## The task
Rewrite all of these rows, substituting "coarse mask" for each "rough mask" and leaving everything else unchanged.

## Dataset excerpts
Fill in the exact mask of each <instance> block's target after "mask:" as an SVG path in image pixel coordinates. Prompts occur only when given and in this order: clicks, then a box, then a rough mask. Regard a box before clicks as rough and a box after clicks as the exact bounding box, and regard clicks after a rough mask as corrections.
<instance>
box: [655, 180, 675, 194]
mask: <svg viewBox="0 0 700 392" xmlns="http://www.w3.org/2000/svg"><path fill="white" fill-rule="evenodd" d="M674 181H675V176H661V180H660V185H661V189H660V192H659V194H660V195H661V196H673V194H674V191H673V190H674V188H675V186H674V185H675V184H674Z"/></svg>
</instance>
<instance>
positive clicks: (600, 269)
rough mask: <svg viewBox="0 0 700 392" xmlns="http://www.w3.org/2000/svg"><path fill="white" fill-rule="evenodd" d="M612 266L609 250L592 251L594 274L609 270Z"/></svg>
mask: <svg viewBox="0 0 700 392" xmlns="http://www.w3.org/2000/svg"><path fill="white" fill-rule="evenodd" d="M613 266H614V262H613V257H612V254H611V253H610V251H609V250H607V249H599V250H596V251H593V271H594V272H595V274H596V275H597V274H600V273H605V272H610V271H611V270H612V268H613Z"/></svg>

## Final answer
Fill in the exact mask of each <instance> block's target after "mask:" as an SVG path in image pixel coordinates. Prompts occur only when given and in this order: clicks, then a box, then a coarse mask. Regard a box before clicks as rough and a box after clicks as the exact bounding box, and regard clicks after a coarse mask as corrections.
<instance>
box: [655, 180, 675, 194]
mask: <svg viewBox="0 0 700 392" xmlns="http://www.w3.org/2000/svg"><path fill="white" fill-rule="evenodd" d="M674 181H675V176H661V180H660V185H661V189H660V192H659V194H660V195H661V196H673V194H674V191H673V190H674V188H675V186H674V185H675V184H674Z"/></svg>
</instance>
<instance>
positive clicks: (600, 269)
coarse mask: <svg viewBox="0 0 700 392" xmlns="http://www.w3.org/2000/svg"><path fill="white" fill-rule="evenodd" d="M612 266L609 250L592 251L594 274L609 270Z"/></svg>
mask: <svg viewBox="0 0 700 392" xmlns="http://www.w3.org/2000/svg"><path fill="white" fill-rule="evenodd" d="M613 266H614V262H613V257H612V254H611V253H610V251H609V250H607V249H599V250H596V251H593V271H594V272H595V274H596V275H597V274H600V273H605V272H610V271H611V270H612V268H613Z"/></svg>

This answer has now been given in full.